◆ Task to complete ◆
Show every line in the entries below that contains the word "white", copied in full. Case counts.
--- START OF Record excerpts ---
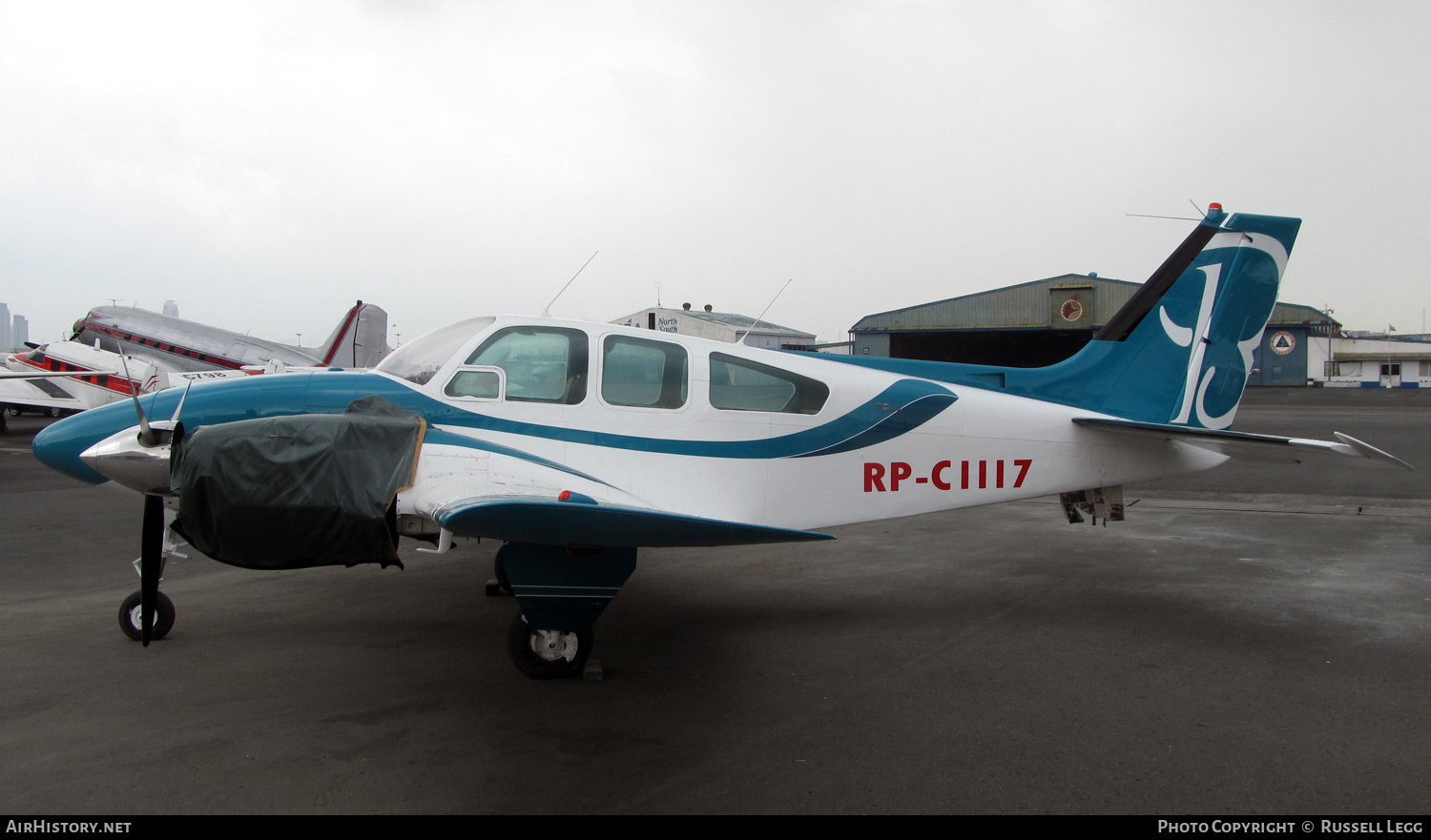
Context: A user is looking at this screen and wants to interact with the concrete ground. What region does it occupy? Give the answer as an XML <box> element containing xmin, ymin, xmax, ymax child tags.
<box><xmin>0</xmin><ymin>391</ymin><xmax>1431</xmax><ymax>814</ymax></box>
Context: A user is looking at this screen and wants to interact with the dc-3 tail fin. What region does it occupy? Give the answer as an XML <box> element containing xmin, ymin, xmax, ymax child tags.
<box><xmin>315</xmin><ymin>300</ymin><xmax>392</xmax><ymax>368</ymax></box>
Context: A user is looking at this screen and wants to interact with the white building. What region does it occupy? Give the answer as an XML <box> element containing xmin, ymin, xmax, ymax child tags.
<box><xmin>1307</xmin><ymin>337</ymin><xmax>1431</xmax><ymax>388</ymax></box>
<box><xmin>612</xmin><ymin>303</ymin><xmax>815</xmax><ymax>351</ymax></box>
--- END OF Record excerpts ---
◆ Task result ◆
Context: A user is looking at this screen and wants to interact with the white building. What region does it occupy? Give the answer as an XML <box> element containing xmin, ymin, xmax, ymax child tags.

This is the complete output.